# [TASK]
Can you reproduce the Postgres backup article word for word, starting at "Responsibilities of the" and ending with, and including, "the server OS."?

# [SELECTED EXTRACT]
Why You Need To Backup Your Postgres Database and How To Do It
This article is going to demonstrate why database backups are crucial and how to back up your PostgreSQL database using pg_dump and pg_dumpall.
Join the DZone community and get the full member experience.
Join For FreeDo you remember the last time you worked hard on an essay or paper, only to lose it all when Word or your computer suddenly crashed? Hours of work are gone because you didn't hit the save button often enough. That sort of frustration could drive even the bravest of souls to tears.
You might be able to afford this kind of data loss once in a while, but now imagine it's an entire database with Terrabytes of information—not just one document. Especially if that information is in a production environment, the damage could be catastrophic, costing millions of dollars. Not even mature organizations can afford these mistakes, and database backups prevent precisely this kind of situation.
Why Backing up Databases is Necessary
Database Backups will see that users suffer minimal losses during a media, software, or hardware failure. These failures may be caused by innocent mistakes or perpetrators with malicious intent. The loss of valuable information can not only irreparably tarnish reputations but can also potentially be grounds for legal action.
For instance, the UK Prison System lost the release dates and personal information of over eighty thousand inmates, resulting in the loss of a profitable contract in 2008. A web hosting company known as DreamHost had a bug in their routers, which deleted several records that were not restorable. They had to issue a public apology to their customers and work very hard to earn their trust again.
In case of any mishap, the backed-up data can get restored, and the database can be up and running again as quickly as possible. Keeping a backup of your databases can also prove to be helpful in the long run when you want to look back upon your old data for things like taxes, audits, and annual reports for stakeholders and investors. You can even use your data backups to improve your client relationships by leveraging the data in these backups to increase marketing and sales.
However, backing up a database is not as easy as plugging in a hard drive and transferring all your data.
The What, Where, and How of Database Backups
A database has several components in addition to its data files. First, it is necessary to back up the control file, parameter file, and log files. Only then will the database be able to replicate the structure of the restored data, initialize parameters and reflect the latest changes made in the database. It is also crucial to preserve passwords that you might need to enter during recovery.
A database backup involves backing up the operational state and stored data and the architecture of the database software. Then, in case of any unforeseen circumstance, one can create a copy or duplicate instance of the old database.
The data backed up can be stored on your USB drives or external hard drives if you need it to be portable. You can use online backup services to access them anywhere, but you need to ensure that your data is encrypted and password protected. If you have a local area network, you can back up your files to another server or device through it too.
Responsibilities of the DBA
The DBA has to arrive at a plan that includes which components to back up and the type of backup. For example, cold backups occur after the database is shut down, while hot backups happen even while the database is running. Often, these decisions depend on the kind of failure you are preparing for. For instance, you can't overcome hardware failures without restoring the system entirely and hence require the backup of the server OS.
Another way to categorize backups is as full or incremental backups. Full backups are straightforward, as they store a copy of all the existing files. However, large databases are backed up using multiple channels and use incremental backup techniques to reduce the amount of time taken for the process. Incremental backups back up only those files that get updated after the last backup was performed. Despite being complex to locate, they save storage. We can retrieve full backups quickly, but they are heavy on the disk.

# [DATASET RECORDS]
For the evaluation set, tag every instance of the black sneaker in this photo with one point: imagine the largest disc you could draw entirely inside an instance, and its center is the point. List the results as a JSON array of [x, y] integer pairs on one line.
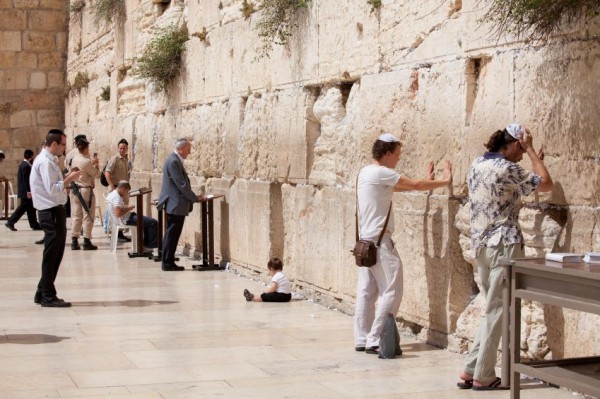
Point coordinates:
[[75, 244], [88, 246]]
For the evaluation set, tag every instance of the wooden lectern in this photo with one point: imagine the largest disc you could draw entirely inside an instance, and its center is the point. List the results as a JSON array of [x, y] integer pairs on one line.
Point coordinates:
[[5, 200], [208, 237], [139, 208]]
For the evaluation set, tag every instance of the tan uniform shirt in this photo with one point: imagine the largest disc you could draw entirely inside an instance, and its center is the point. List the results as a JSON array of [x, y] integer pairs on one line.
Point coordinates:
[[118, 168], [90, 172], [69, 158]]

---

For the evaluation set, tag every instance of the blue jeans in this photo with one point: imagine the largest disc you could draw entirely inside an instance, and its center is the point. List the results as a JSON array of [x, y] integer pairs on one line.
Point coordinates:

# [SOLUTION BELOW]
Responsibilities of the DBA
The DBA has to arrive at a plan that includes which components to back up and the type of backup. For example, cold backups occur after the database is shut down, while hot backups happen even while the database is running. Often, these decisions depend on the kind of failure you are preparing for. For instance, you can't overcome hardware failures without restoring the system entirely and hence require the backup of the server OS.